+++ Excerpted passage

In this section we demonstrate fast, accurate, and energy-efficient inference with SNNs on five different sequence processing tasks. First, a toy dataset is used to illustrate the concept of temporal integration via streaming rollouts in ANNs, and shows the energy-efficiency of converted SNNs (Section 3.1). Second, we apply our approach to event data recorded by an event-based camera in real-world driving scenes (Section 3.2) and showcase the trade-off between the latency of network responses, the classification accuracy, and energy-efficiency. Finally, we demonstrate state-of-the-art performance on the established N-MNIST, CIFAR10-DVS, and DvsGesture benchmarks for classification on event-streams (Sections 3.3 to 3.5).

++++++
+++ Supplied data

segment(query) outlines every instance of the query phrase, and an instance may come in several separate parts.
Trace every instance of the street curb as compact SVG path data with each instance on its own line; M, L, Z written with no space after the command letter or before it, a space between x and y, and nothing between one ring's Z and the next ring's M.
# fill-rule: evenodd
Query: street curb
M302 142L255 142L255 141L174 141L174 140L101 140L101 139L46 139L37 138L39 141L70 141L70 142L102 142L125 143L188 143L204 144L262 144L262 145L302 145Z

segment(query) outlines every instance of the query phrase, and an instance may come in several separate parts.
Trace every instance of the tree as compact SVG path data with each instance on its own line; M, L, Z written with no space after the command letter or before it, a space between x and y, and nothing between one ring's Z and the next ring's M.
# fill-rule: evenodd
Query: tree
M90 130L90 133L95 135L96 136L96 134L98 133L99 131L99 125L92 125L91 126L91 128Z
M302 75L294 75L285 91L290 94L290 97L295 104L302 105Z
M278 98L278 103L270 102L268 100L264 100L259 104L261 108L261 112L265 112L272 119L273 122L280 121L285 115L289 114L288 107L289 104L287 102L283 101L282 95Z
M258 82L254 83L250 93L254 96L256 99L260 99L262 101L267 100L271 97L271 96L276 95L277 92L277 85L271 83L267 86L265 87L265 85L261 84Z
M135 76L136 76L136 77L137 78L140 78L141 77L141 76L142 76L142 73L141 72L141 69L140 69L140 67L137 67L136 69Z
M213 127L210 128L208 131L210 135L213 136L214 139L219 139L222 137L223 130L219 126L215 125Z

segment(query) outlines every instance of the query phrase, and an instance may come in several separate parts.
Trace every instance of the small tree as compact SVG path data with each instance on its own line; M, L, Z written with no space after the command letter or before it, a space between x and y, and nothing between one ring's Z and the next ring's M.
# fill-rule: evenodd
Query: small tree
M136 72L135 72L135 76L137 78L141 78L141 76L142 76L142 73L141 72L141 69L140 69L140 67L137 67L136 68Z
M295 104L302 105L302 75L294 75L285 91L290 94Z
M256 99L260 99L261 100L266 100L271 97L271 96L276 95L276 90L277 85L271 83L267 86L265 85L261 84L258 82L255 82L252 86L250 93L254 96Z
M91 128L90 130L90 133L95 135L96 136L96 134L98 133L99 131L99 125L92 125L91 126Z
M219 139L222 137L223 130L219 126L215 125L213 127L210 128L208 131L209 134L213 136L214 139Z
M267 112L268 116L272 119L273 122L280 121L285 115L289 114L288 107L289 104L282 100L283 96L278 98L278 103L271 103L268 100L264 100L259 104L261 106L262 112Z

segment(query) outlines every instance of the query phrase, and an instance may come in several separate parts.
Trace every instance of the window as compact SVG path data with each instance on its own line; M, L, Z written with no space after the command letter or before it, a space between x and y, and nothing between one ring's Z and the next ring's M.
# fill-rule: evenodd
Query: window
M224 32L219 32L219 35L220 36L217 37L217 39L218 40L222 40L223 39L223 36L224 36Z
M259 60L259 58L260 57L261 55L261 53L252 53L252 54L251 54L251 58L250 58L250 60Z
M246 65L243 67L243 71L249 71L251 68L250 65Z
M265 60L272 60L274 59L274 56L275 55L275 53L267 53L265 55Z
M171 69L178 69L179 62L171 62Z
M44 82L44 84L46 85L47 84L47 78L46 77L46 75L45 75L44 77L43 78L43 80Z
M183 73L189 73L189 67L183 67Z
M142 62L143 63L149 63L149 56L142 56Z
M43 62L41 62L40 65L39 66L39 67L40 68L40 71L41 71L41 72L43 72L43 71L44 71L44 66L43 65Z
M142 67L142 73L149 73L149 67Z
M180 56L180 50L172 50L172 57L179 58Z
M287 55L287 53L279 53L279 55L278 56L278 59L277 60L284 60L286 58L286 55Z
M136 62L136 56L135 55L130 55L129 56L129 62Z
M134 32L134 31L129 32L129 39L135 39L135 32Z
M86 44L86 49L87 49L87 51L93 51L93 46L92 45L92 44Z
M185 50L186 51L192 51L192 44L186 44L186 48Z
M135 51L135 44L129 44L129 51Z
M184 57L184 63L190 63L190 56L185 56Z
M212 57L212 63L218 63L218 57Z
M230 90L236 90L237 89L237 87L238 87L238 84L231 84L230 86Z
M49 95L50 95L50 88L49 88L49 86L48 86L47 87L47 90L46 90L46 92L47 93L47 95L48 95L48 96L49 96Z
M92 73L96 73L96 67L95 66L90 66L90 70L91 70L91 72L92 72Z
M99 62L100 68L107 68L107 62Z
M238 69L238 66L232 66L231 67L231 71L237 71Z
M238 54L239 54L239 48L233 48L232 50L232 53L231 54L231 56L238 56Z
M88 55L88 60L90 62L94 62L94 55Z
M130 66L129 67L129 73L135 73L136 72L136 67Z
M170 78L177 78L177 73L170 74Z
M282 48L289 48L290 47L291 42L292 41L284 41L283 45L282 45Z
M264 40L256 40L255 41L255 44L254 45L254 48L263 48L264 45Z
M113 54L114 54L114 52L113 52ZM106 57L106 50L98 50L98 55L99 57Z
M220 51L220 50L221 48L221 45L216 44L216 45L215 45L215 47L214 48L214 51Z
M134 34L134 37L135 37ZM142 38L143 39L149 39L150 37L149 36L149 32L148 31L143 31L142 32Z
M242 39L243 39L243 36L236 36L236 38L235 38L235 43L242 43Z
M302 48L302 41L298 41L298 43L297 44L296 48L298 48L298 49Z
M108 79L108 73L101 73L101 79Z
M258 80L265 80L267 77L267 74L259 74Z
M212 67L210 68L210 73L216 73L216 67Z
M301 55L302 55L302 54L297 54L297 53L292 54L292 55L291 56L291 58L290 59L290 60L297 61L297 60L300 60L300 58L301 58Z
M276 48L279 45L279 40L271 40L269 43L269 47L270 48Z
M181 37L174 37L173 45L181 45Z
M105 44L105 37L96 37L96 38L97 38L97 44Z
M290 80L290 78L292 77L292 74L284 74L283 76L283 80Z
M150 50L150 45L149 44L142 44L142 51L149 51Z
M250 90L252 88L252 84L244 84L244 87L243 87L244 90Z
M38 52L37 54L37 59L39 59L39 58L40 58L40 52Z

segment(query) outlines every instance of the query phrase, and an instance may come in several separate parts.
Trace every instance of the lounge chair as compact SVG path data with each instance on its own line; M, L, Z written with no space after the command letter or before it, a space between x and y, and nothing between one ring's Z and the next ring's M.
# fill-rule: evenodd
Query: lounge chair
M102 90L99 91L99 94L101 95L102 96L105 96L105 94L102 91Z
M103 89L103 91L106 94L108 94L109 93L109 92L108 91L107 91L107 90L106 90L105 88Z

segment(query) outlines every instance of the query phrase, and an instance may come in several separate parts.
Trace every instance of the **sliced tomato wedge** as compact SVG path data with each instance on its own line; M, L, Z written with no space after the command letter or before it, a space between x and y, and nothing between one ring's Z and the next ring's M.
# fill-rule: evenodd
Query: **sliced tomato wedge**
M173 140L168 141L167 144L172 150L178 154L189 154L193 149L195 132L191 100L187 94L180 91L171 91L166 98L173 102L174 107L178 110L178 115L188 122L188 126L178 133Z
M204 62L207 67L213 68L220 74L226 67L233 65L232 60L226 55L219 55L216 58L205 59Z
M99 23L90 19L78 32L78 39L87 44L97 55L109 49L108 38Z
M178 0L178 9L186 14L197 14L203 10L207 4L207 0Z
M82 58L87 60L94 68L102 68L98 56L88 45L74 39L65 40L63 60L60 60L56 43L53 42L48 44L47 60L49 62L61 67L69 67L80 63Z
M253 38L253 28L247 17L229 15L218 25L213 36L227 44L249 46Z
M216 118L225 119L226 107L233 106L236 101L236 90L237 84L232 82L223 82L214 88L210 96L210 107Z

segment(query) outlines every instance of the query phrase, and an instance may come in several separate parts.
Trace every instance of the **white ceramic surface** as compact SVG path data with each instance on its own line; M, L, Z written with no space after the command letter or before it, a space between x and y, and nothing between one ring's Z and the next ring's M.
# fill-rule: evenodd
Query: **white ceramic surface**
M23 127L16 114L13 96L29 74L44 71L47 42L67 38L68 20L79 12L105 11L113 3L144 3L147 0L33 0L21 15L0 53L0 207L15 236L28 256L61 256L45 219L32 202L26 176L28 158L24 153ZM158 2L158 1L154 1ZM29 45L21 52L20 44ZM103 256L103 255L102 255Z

++++++

Exercise description: From the passage on SNN inference tasks, give back word for word the part that opens with the words containing "In this section" and closes with "3.3 to 3.5).".

Answer to this problem:
In this section we demonstrate fast, accurate, and energy-efficient inference with SNNs on five different sequence processing tasks. First, a toy dataset is used to illustrate the concept of temporal integration via streaming rollouts in ANNs, and shows the energy-efficiency of converted SNNs (Section 3.1). Second, we apply our approach to event data recorded by an event-based camera in real-world driving scenes (Section 3.2) and showcase the trade-off between the latency of network responses, the classification accuracy, and energy-efficiency. Finally, we demonstrate state-of-the-art performance on the established N-MNIST, CIFAR10-DVS, and DvsGesture benchmarks for classification on event-streams (Sections 3.3 to 3.5).